*SUPPLIED PASSAGE*:

=-=-=

Another approach has been to get the immune system to go into a heightened state of alert, so that it will see cancerous cells for what they are. It is thought that some molecules in foods like certain mushrooms can make trigger the immune system into a higher state of alert, because of beta-glucan molecules that exist in many mushrooms. It is theorized that some beta-glucan molecules may look like the outer coatings of dangerous bacteria, and when the immune system sees them, it goes into a high-alert state. Researchers at Memorial Sloan Kettering’s Integrative Medicine Service have or are conducting trials of certain foods/herbs like Maitake mushrooms, Astragalus and Ashgawandha to see if they affect the immune system this way. (The link is on the right)

=-=-=

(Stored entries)

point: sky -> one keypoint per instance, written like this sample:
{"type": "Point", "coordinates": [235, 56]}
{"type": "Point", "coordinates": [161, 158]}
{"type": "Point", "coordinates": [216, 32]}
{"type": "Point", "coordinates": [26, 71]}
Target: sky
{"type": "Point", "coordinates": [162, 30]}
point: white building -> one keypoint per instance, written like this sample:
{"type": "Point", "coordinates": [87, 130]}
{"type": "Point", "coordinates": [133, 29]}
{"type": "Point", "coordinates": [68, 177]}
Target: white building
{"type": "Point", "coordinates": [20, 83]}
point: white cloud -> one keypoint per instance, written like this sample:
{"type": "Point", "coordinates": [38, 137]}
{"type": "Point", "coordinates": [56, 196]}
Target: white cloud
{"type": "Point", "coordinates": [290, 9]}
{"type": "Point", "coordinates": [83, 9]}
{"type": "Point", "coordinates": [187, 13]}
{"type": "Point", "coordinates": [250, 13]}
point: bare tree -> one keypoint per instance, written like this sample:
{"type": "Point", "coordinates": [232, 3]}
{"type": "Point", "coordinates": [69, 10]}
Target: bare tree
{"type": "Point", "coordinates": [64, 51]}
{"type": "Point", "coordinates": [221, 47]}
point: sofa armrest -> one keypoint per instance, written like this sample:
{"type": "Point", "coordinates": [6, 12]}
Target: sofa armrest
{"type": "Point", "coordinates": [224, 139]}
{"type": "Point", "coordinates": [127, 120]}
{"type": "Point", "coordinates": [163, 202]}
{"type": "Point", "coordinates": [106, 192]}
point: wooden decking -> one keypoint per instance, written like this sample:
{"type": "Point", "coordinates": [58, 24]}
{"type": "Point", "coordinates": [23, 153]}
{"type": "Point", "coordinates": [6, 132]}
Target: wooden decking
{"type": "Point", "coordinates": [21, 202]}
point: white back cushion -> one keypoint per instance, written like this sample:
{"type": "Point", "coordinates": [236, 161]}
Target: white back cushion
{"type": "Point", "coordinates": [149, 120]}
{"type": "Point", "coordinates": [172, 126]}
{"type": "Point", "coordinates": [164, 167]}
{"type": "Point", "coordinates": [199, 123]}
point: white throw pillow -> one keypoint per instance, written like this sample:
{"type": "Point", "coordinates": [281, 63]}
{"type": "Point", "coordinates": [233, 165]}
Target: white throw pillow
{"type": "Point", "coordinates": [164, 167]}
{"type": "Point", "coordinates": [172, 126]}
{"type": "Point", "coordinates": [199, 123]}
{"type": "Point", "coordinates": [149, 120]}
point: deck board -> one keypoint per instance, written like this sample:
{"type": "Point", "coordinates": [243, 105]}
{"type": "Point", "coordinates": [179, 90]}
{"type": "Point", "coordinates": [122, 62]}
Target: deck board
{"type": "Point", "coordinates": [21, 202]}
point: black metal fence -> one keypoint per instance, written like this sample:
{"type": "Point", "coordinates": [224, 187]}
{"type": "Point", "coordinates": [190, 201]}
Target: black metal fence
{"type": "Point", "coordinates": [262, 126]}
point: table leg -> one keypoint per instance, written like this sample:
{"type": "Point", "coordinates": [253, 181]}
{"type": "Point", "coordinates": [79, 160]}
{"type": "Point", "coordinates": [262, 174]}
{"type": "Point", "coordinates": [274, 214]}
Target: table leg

=-=-=

In the passage on cancer and the immune system, what is it theorized that some beta-glucan molecules may look like?

*TASK RESPONSE*: The outer coatings of dangerous bacteria.